══ Exercise data

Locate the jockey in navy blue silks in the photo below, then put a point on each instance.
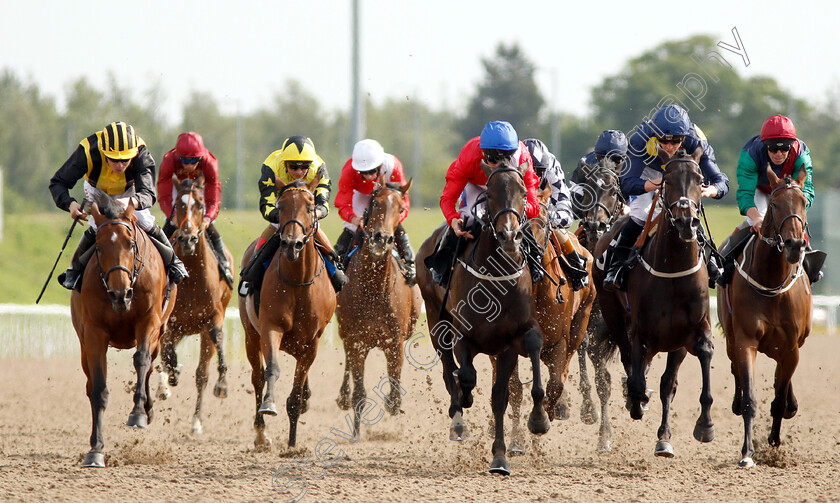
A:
(559, 208)
(652, 144)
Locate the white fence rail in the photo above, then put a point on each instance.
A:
(30, 331)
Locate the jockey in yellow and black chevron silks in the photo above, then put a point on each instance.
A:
(274, 172)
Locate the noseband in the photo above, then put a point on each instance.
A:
(137, 265)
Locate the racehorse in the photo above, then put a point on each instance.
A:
(488, 309)
(297, 302)
(202, 299)
(601, 205)
(376, 308)
(767, 308)
(667, 301)
(563, 315)
(123, 303)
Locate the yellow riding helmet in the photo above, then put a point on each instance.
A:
(119, 141)
(298, 148)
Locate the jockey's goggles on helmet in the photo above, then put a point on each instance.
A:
(297, 165)
(671, 139)
(493, 156)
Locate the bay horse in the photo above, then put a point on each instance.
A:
(297, 302)
(601, 204)
(666, 307)
(376, 308)
(488, 309)
(124, 304)
(767, 308)
(563, 315)
(202, 300)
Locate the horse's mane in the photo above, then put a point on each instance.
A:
(108, 206)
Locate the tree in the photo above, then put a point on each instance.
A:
(508, 92)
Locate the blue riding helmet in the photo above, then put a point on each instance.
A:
(611, 142)
(499, 135)
(671, 120)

════

Exercise directions: Only the pictures are to be left out; repeat all other material exactly.

The completed task:
Locate the jockey in navy blue silks in the photo below, then put a point on each instance.
A:
(559, 208)
(652, 144)
Locate the white fence rail in the photo above, then put a point on each instance.
A:
(30, 331)
Locate the jockey in yellow and black chevron silks in the photo above, then put a point on each instance.
A:
(274, 172)
Locate the noseband in the photo above, then put a point on each instance.
A:
(137, 265)
Locate the racehorse in the photo above, then put a point on each instance.
A:
(488, 309)
(297, 302)
(202, 299)
(601, 205)
(376, 308)
(767, 308)
(667, 301)
(563, 315)
(123, 303)
Locate the yellow riding helmet in the photo above, then put a point on each instance.
A:
(119, 141)
(298, 148)
Locate the jockey's goggles on helmet in the photo above, then put a point on each instance.
A:
(297, 165)
(671, 139)
(493, 156)
Locate the bay horse in the photo above, then put a point on each instance.
A:
(297, 302)
(601, 204)
(666, 307)
(376, 308)
(488, 309)
(124, 304)
(767, 308)
(563, 315)
(202, 300)
Locate the horse's mane in the photo above, then put a point on each instance.
A:
(108, 206)
Locate the tree in the photo above, then put a point on each instance.
A:
(508, 92)
Locate the blue riding helmet in the photo above, then put a point on each instance.
A:
(611, 142)
(499, 135)
(671, 120)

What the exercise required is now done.